* **Extract**:
□ □ □ □ □ □ □

Harvest Delivery is a regional shopping service that allows users to order groceries online. A locally-contracted shopper purchases the requested groceries and delivers them to the doorstep of the user. Harvest Delivery’s web application receives a variable amount of user traffic, with peak traffic occurring in the days leading up to major holidays.

the landing page of harvest delivery

The architecture of Harvest Delivery’s web application is currently a monolith. As the organization grows, the monolithic architecture begins to cause a strain on the engineering team. One such strain is that the team has become reluctant to add new features to the monolithic codebase. Currently, different components of the code are highly dependent on one another and changing one component means an engineer also has to update multiple other components, increasing their workload. This issue also makes the codebase difficult to maintain, as fixing one bug has the tendency to introduce new problems.

□ □ □ □ □ □ □

* **Data shown**:

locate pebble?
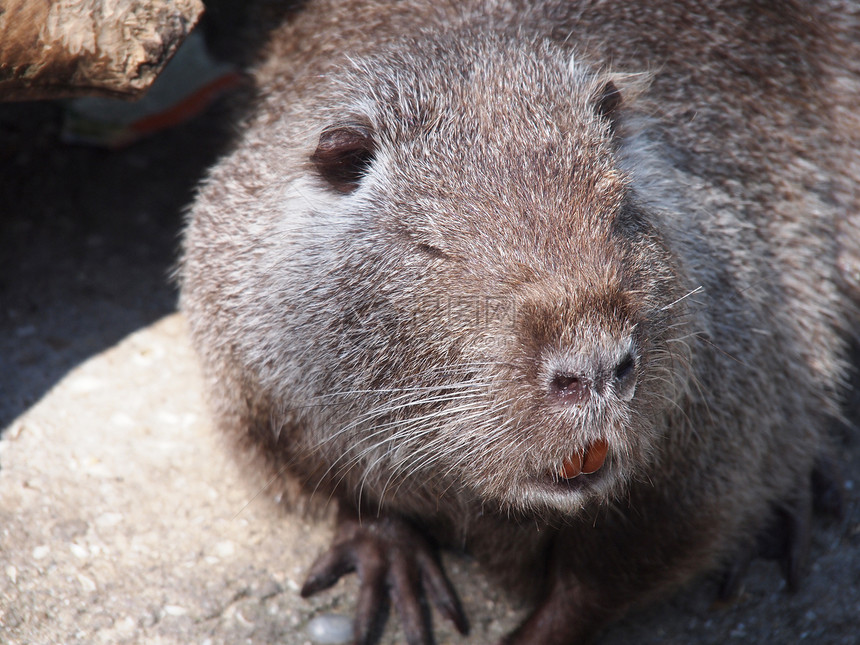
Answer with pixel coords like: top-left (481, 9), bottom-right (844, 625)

□ □ □ □ □ □ □

* **Written request 1**: Reproduce the Harvest Delivery passage from "the landing page" to "introduce new problems.", with both ends included.
* **Written request 2**: In the Harvest Delivery passage, when does the web application see its peak traffic?

* **Complete output 1**:
the landing page of harvest delivery

The architecture of Harvest Delivery’s web application is currently a monolith. As the organization grows, the monolithic architecture begins to cause a strain on the engineering team. One such strain is that the team has become reluctant to add new features to the monolithic codebase. Currently, different components of the code are highly dependent on one another and changing one component means an engineer also has to update multiple other components, increasing their workload. This issue also makes the codebase difficult to maintain, as fixing one bug has the tendency to introduce new problems.

* **Complete output 2**: In the days leading up to major holidays.